**Source records**
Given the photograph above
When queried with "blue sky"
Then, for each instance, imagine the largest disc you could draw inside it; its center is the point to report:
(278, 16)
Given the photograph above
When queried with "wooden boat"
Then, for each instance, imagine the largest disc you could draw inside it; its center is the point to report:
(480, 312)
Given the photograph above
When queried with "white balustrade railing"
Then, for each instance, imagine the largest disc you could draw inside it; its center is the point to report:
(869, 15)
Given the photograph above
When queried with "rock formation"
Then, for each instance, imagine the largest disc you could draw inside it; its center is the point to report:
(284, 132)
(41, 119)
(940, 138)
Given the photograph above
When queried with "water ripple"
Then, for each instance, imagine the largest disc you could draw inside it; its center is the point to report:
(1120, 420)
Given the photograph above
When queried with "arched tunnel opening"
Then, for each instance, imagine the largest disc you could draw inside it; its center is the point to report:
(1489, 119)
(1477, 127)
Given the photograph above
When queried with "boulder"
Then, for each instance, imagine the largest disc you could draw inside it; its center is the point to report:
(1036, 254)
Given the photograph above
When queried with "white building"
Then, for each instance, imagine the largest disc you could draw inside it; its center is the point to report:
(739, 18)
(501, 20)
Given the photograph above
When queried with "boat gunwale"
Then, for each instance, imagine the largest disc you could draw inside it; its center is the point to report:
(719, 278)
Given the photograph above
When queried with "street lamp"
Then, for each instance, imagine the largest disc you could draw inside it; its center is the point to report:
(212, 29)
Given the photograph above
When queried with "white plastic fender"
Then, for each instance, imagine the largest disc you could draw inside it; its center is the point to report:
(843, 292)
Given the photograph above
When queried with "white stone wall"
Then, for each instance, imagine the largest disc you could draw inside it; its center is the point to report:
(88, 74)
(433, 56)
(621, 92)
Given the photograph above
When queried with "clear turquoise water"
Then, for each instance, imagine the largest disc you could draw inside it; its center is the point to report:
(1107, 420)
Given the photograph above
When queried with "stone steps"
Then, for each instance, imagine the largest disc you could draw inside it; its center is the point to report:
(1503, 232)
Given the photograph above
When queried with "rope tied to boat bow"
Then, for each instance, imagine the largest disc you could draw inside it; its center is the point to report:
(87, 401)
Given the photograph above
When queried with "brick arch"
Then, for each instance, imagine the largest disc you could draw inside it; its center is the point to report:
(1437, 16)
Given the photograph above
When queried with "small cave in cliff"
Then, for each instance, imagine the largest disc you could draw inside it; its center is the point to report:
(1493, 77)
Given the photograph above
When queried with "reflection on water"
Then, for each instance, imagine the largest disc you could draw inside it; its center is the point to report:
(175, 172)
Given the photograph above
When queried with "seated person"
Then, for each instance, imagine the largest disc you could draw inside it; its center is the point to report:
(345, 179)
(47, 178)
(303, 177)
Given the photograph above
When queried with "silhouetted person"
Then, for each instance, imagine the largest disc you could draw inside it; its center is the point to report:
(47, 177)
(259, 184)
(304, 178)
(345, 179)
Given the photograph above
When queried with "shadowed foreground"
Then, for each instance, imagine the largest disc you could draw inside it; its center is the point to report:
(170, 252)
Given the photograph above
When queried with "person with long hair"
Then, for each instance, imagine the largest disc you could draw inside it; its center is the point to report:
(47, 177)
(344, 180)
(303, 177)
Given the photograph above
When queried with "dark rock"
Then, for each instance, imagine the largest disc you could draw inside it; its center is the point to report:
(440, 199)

**Prompt**
Please give the number of lines above that contain "rock", without any other words.

**Response**
2